Consignes —
**1)** Selon l'extrait, combien d'hommes compte le bataillon stationné à Soissons ?
**2)** Reproduisez, s'il vous plaît, tout ce qui va de « Mon armurier m’a » jusqu'à « l’esprit est ultra-républicain. » dans l'extrait.

Mon armurier m’a dit qu’il avait vendu presque tous les pistolets de la fabrique de Liège, qu’il avait dans sa boutique ; que ses confrères en avaient aussi vendu considérablement ; on a acheté également beaucoup de sabres, épées et fusils sur les quais. J’y suis allé hier et j’y ai interrogé à ce sujet un nommé Moreau, marchand de vieilles armes, qui m’a confirmé ce qu’on m’avait dit. La garnison de Soissons est très compromise dans tout ceci ; elle se compose d’un bataillon du 11e régiment d’infanterie légère, les deux autres bataillons de ce régiment sont au château de Ham où ils gardent les anciens ministres. Ce bataillon de 895 hommes est là avec deux batteries du 8e régiment d’artillerie dont l’esprit est ultra-républicain.

Entrées d'annotation de zones d'image
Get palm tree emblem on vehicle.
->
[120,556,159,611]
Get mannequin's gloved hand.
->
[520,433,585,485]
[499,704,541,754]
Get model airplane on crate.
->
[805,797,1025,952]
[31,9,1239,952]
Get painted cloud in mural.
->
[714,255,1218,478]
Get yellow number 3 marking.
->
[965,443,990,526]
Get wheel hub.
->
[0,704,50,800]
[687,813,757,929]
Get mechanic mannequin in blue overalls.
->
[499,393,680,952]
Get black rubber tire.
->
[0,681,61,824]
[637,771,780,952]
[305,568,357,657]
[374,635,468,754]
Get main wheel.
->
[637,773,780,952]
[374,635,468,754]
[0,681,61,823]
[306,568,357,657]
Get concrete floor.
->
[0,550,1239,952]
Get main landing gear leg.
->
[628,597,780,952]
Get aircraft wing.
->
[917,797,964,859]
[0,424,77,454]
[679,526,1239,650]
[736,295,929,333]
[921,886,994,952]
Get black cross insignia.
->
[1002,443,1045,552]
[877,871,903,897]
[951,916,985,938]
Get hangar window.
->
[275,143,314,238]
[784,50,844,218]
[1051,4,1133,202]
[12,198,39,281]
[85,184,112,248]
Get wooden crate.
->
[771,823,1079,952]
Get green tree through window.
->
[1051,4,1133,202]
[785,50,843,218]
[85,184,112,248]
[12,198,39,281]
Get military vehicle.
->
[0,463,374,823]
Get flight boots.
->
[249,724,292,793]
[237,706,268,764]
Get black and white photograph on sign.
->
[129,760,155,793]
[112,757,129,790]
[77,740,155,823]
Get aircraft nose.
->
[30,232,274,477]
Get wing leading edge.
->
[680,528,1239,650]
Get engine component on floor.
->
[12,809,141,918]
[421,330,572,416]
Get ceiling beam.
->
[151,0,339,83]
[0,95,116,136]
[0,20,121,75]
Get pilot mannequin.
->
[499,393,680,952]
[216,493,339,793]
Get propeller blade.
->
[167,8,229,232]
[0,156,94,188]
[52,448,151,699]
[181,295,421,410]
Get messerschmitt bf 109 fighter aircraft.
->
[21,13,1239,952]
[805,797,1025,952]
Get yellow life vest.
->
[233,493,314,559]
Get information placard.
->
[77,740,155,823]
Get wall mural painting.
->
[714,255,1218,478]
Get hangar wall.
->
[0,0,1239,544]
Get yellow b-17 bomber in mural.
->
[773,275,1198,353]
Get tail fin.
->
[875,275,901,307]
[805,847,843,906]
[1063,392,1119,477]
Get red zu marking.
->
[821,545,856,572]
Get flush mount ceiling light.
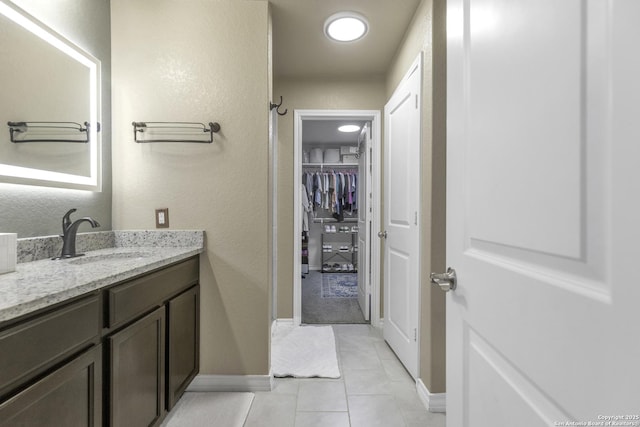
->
[324,12,369,42]
[338,125,360,132]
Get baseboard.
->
[187,375,273,392]
[416,378,447,412]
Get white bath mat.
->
[271,325,340,378]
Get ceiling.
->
[270,0,420,79]
[302,119,367,145]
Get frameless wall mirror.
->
[0,0,101,191]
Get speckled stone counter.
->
[0,230,204,323]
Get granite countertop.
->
[0,231,204,323]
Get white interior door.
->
[357,123,371,320]
[384,56,422,378]
[447,0,640,427]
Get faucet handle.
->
[62,208,77,233]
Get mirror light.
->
[338,125,360,132]
[0,0,102,191]
[324,12,369,42]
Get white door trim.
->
[293,110,382,327]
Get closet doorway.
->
[293,110,381,326]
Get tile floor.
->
[244,325,445,427]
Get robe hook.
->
[269,95,289,116]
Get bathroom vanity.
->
[0,234,201,426]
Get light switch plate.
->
[156,208,169,228]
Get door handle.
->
[431,267,458,292]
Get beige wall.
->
[111,0,271,375]
[0,0,111,238]
[386,0,446,393]
[274,78,385,319]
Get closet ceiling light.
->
[338,125,360,132]
[324,12,369,42]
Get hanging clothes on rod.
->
[302,169,358,221]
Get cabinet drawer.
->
[106,257,199,328]
[0,294,102,395]
[0,346,102,427]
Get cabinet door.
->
[0,346,102,427]
[108,307,165,427]
[167,286,200,410]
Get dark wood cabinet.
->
[167,286,200,410]
[0,346,101,427]
[0,257,200,427]
[108,307,165,426]
[0,294,102,397]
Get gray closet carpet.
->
[302,271,368,324]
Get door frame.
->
[293,110,382,327]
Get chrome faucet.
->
[60,209,100,258]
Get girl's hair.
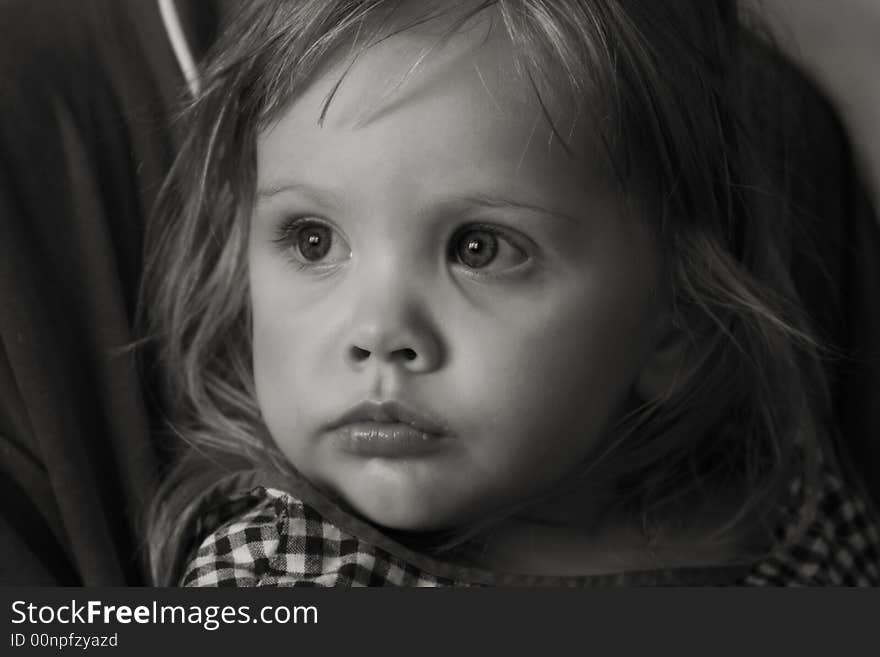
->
[140,0,828,584]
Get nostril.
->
[351,347,370,363]
[392,349,418,361]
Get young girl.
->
[143,0,880,585]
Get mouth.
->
[327,401,452,458]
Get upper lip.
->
[330,401,449,435]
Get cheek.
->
[251,259,321,436]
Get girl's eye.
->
[450,226,529,273]
[276,218,351,266]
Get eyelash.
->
[271,215,535,279]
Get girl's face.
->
[249,23,661,530]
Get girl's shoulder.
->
[181,464,880,586]
[181,486,464,586]
[742,467,880,586]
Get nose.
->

Réponses —
**1)** Il compte 895 hommes.

**2)**
Mon armurier m’a dit qu’il avait vendu presque tous les pistolets de la fabrique de Liège, qu’il avait dans sa boutique ; que ses confrères en avaient aussi vendu considérablement ; on a acheté également beaucoup de sabres, épées et fusils sur les quais. J’y suis allé hier et j’y ai interrogé à ce sujet un nommé Moreau, marchand de vieilles armes, qui m’a confirmé ce qu’on m’avait dit. La garnison de Soissons est très compromise dans tout ceci ; elle se compose d’un bataillon du 11e régiment d’infanterie légère, les deux autres bataillons de ce régiment sont au château de Ham où ils gardent les anciens ministres. Ce bataillon de 895 hommes est là avec deux batteries du 8e régiment d’artillerie dont l’esprit est ultra-républicain.